**What the task requires**
Exactly reproduce each line of the listing that follows.

**Excerpted data**
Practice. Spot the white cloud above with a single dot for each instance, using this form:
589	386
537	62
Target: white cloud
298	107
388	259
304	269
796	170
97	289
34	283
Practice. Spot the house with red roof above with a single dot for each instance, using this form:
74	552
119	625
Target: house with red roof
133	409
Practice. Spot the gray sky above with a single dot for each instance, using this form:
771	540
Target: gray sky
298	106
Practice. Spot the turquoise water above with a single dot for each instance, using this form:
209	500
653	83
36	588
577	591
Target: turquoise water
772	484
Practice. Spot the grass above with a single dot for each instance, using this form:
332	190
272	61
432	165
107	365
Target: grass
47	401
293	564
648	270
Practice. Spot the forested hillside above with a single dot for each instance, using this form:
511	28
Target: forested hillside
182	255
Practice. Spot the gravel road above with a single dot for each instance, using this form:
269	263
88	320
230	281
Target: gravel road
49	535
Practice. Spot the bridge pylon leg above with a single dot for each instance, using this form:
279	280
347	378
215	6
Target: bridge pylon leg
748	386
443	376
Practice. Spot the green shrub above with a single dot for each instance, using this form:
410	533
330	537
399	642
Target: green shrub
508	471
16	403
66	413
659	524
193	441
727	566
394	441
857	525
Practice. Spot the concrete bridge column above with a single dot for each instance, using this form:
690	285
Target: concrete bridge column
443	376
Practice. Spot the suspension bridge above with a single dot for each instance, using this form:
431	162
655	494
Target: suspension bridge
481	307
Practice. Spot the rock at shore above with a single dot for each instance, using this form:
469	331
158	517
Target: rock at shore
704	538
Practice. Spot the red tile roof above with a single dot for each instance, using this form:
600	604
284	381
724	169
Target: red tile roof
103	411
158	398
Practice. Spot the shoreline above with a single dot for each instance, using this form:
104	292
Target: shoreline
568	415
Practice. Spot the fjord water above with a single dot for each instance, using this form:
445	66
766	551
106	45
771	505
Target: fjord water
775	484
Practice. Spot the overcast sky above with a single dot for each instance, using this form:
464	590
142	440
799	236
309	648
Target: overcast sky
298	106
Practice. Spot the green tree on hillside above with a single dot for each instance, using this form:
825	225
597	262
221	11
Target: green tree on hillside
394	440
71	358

**Full response**
Practice. Spot the white cloud above with a single dot for each instance, using this form:
589	386
537	62
Target: white cloud
298	107
388	259
304	269
796	170
97	289
34	283
Practice. Spot the house with red roof above with a single dot for each instance, using this form:
74	552
119	625
Target: house with red roof
133	409
Practice. Spot the gray sky above with a single dot for each instance, using this form:
771	540
Target: gray sky
298	106
Practice. Spot the turquoise water above with a single dot for each instance, using this form:
209	500
653	83
36	588
577	591
Target: turquoise water
772	484
Practice. Spot the grass above with a single dot for each instance, using this form:
332	190
272	61
432	165
107	365
Target: grass
47	401
293	564
648	270
Practice. Spot the forested hillside above with a single dot for each instance, using this form:
511	28
Target: forested hillside
182	255
Practice. Spot the gravel road above with a single dot for each instance, using this form:
269	263
88	320
230	281
Target: gravel road
49	535
Practice. Spot the bridge pylon leg above with a single dot for each instance, using this form:
279	280
347	378
215	6
Target: bridge pylon leg
748	386
443	376
Practice. Spot the green shrub above with a single dot for each instance, using this form:
410	533
330	537
399	642
Target: green shrub
508	471
16	403
66	413
659	524
193	441
727	566
394	441
857	525
Practice. Spot the concrete bridge column above with a single dot for each instance, using this form:
690	285
Target: concrete bridge column
443	376
Practice. Spot the suspension bridge above with a single dot for each instance, using this form:
431	162
655	494
Target: suspension bridge
481	307
Practice. Spot the rock at shore above with a single dot for each instance, using this form:
469	331
158	517
Target: rock at shore
704	538
Practice. Spot the red tile roof above with a single dot for each instance, using this form:
600	604
284	381
724	169
Target: red tile roof
103	411
158	398
Practice. Spot the shoreline above with a single dot for each instance, using this form:
104	292
Target: shoreline
568	415
Practice. Spot the fjord water above with a single dot for each instance, using this form:
445	66
766	551
106	45
771	505
Target: fjord water
775	484
Practice. Spot the overcast sky above with a single dot for each instance, using this form:
464	590
142	440
799	236
309	648
Target: overcast sky
298	106
Practice. Spot the green tree on hillside above with a single dot for each instance, using this form:
825	225
597	262
221	11
Target: green tree on hillside
394	440
71	358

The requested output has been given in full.